We applaud the Payson Town Council’s prompt and creative response to the threat to our kids posed by the sale of designer drugs in stores in Rim Country.
The town faced a challenging legal problem: How can we outlaw the sale of untested, potentially dangerous packets of synthetic drugs flying under the radar screen of the nation’s current drug laws.
Cynical drug peddlers have lately hit upon a novel approach to skirting the drug laws by using various cleverly engineered compounds to create perfectly legal, but potentially dangerous packets of designer drugs.
Shamelessly, they slap a “not for human consumption” label on the packages, even though they know that teenagers use their “product” to get high. If the state rushes through a ban on specific ingredients, the drug designers simply change the mix.
No one knows what these compounds might do to the people who use them. Last week, a teenager bought a package of spice, smoked it and passed out in a Payson store. He woke up and paramedics rushed him to the hospital for a checkup. Reports link these drugs to seizures, confusion, aggressive behavior and other reactions.
So Payson Town Attorney Tim Wright and Police Chief Don Engler brainstormed to figure out how they could draft an ordinance that would invoke the town’s legal authority to protect the public health and regulate marketplaces to ban the sale of such substances in the town limits. They hit upon an ingenious approach, that the town council adopted last night. The law would prevent shop owners from selling any “product” used to get high if it’s packaged in a misleading way — let’s say as the result of a “not for human consumption” sticker.
Hopefully, the town’s novel legal approach will stand up in court. That would provide a model for other communities in this state to protect their communities — and their children.
In the meantime, we’re happy that the town declared an “emergency,” so police can begin enforcing the ban immediately.
Moreover, we hope the outlets still willing to risk the health of our children for money won’t wait for the police — and will pull this dangerous product from their shelves immediately.
In another thoughtless vote, Arizona lawmakers passed Move On When Ready (MOWR). Lawmakers adopted Florida-style reforms that will hold back third-graders who do poorly on standardized tests, but didn’t provide the big infusion of new money that made the Florida approach work.
Worse yet, Arizona imposed the changes without studying the long-term results of the Florida experiment, which showed gains in the early grades evaporating by eighth grade.
☆ ☆ ☆ ☆
**WORK REQUEST**
Extend the editorial above on Payson's designer-drug ban and Arizona's school reforms, picking up after its final sentence.

**RECORDED DATA**
☆ ☆ ☆ ☆
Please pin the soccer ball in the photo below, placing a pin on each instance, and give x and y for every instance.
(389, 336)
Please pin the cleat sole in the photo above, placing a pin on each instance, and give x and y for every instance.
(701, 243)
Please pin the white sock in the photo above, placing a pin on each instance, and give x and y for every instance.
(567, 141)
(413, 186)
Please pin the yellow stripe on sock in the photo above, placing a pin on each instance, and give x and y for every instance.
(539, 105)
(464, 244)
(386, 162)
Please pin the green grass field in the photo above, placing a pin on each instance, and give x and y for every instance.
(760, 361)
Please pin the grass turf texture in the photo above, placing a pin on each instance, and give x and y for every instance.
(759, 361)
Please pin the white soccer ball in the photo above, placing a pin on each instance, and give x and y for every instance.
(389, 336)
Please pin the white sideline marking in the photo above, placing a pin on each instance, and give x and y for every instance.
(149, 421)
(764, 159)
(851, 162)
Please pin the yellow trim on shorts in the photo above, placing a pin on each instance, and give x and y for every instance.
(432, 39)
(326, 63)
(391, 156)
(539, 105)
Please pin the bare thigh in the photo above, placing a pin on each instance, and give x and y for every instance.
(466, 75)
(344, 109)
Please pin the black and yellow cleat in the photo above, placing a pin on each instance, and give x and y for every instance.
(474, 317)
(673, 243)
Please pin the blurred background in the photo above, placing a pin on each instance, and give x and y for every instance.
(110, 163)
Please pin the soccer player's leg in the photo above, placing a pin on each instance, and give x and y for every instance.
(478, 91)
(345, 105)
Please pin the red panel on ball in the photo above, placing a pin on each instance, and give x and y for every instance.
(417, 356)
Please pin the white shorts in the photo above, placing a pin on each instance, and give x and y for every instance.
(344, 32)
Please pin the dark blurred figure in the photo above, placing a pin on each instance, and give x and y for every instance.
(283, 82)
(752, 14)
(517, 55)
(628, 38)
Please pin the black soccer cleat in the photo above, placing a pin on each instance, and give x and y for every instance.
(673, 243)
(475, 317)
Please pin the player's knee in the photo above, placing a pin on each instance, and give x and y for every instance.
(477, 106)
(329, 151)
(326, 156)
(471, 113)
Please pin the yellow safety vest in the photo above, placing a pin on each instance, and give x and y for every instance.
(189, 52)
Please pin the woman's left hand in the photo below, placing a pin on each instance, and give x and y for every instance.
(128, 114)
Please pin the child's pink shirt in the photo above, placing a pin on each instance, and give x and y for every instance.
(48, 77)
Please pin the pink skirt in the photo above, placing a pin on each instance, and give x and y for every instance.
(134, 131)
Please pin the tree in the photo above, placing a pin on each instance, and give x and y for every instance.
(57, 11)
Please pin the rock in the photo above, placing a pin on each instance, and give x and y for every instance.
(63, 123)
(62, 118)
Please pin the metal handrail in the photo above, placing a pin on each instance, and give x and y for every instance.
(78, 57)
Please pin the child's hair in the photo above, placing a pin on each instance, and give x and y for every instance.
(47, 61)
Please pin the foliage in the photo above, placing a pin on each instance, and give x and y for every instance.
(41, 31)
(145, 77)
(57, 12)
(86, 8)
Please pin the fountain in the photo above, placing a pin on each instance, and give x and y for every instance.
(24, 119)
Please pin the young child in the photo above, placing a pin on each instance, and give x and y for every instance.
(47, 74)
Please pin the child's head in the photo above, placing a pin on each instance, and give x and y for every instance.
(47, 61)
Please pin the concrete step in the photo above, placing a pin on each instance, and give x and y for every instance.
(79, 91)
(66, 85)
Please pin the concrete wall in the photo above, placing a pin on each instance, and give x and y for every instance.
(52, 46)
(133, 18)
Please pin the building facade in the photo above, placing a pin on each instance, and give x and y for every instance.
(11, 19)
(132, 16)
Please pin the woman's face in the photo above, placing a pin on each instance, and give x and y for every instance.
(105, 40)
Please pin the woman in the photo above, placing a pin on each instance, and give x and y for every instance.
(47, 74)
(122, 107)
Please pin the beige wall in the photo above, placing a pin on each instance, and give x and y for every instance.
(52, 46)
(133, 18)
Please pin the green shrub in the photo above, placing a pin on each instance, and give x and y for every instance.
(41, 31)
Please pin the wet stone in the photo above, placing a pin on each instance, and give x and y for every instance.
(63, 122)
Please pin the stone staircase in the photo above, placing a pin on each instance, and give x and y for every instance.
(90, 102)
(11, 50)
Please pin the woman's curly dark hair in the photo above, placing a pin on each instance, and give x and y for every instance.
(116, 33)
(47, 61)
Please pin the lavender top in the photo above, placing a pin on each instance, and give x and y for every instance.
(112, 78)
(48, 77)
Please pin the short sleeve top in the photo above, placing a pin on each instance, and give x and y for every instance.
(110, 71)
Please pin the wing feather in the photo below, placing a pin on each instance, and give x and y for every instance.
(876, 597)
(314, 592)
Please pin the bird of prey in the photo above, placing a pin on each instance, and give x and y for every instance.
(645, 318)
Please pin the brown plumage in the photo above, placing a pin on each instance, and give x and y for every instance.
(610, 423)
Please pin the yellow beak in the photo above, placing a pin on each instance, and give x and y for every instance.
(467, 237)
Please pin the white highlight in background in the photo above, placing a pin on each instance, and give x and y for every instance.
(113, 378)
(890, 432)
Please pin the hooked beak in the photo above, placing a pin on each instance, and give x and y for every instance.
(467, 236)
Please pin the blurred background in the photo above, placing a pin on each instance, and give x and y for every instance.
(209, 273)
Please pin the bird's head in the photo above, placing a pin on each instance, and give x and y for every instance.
☆ ☆ ☆ ☆
**REPLY TO THE TASK**
The Florida reforms have made waves across the nation because of big test score gains for elementary school students. But too often reformers have seized on cheap elements of the reforms like grading schools and holding back third-graders and ignored the big ticket items like lowering class sizes.
Arizona State Superintendent John Huppenthal wanted to hop on the Florida reform bandwagon, but the state Legislature was cutting funding for K-12 schools — not investing in improvements. So the state told schools, “This is the mandate, make it happen — and by the way, we have no money to help.”
When this legislation passed, some feared a big chunk of Payson’s third-graders would flunk. Instead, preliminary state scores show that this year only 3 percent of Payson’s third-graders failed to pass. In fact, Payson students performed as well as top Valley districts like Scottsdale and Kyrene in Ahwatukee.
Fortunately, the Payson school district had the vision to create the Response to Intervention (RTI) program with federal stimulus funds. Students struggling with reading are moved into small groups and given ample one-on-one instruction. Students can chart their progress through daily tests of their reading speed, vocabulary and comprehension — all guided by individual attention from RTI teachers.
Tragically, RTI now limps along with no source of funding except for money the district scavenges from its shrinking budget — even if other areas of the school suffer. With a new state budget around the corner, additional cuts to education could spell the death of the program.
RTI offers students and teachers new tools, while the MOWR legislation asks teachers to keep hammering away at the same bent nail.
If all Arizona can do is require students to repeat the same program they failed at the first time, how can anyone expect a different result?